== Work order ==
Transcribe the stretch of the blog post from "we've been together" through "the feeling fades!".

== Extracted text ==
·····
Sunday, July 11, 2010

boyfriend, weight, & job.

So I know I'm completely lame with my blog. But I need it right now.

There is alot of stuff going on with me and Chris right now. it totally sucks. were taking a break right now...but i need him more than ever at the moment. I'm so stressed with no having a job that I'm taking it out on everyone. especially Chris since hes the closest person to me. hes my absolutely best friend. and i tell him everything. so i guess its a given to take my shit out on him.

on top of all that my dad is in the hospital. i don't want to go into detail why...but he'll be in there for a few days. Chris came down to see him last night. and it was probably the best thing that happened..we talked for 2 hours. we laughed. i cried. i smiled. we hugged. we kissed. it was perfect. if only every moment together could be like that. instead of all the fighting, crying, etc.

so i told him that i wont text him or call him. and he should call me when hes ready, after hes done thinking about what we should do. i know i want to be with him. and i know he wants to be with me. but right now, its hard. tomorrow, I'm gonna hustle and look for a job. as long as it pays what i need to survive and the hours are decent...i need 40 hours at least.

i really would like a job that paid what i use to make..so i could start saving for a house for me and Chris. but that's probably not happening anytime soon. the economy still sucks.

I'm also working on being a better person. i need to be nicer to m family & friends but especially Christopher. something needs to change.

& I'm also getting back to the gym...and I'm actually gonna work out after this blog. i miss my 110lb body! flat tummy, my thighs didn't touch, hip bones & collar bones were popped out but not in a skinny scary kind of way. i just want to be toned, in shape, and look good for Chris.

we've been together for 4 years, and in every relationship, you get comfortable and let yourself go...well I'm at the point where I'm sick of looking at myself. not being able to fit in my old clothes. not looking good in my present clothes. i wanna look cute in dresses, jeans, shorts, my bikinis again. its just hard.

well I'm kind of getting anxious to work out, which i haven't felt in a few months! so i have to start now before the feeling fades!
·····
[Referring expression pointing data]

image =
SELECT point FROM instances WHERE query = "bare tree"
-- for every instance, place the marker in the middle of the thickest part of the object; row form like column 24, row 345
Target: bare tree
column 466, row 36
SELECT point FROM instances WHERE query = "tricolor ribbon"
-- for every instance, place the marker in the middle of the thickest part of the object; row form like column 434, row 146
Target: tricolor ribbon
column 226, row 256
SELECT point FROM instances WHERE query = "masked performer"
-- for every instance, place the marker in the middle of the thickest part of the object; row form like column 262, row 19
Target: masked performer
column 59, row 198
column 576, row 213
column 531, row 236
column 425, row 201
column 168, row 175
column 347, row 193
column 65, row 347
·····
== Response to this exercise ==
we've been together for 4 years, and in every relationship, you get comfortable and let yourself go...well I'm at the point where I'm sick of looking at myself. not being able to fit in my old clothes. not looking good in my present clothes. i wanna look cute in dresses, jeans, shorts, my bikinis again. its just hard.

well I'm kind of getting anxious to work out, which i haven't felt in a few months! so i have to start now before the feeling fades!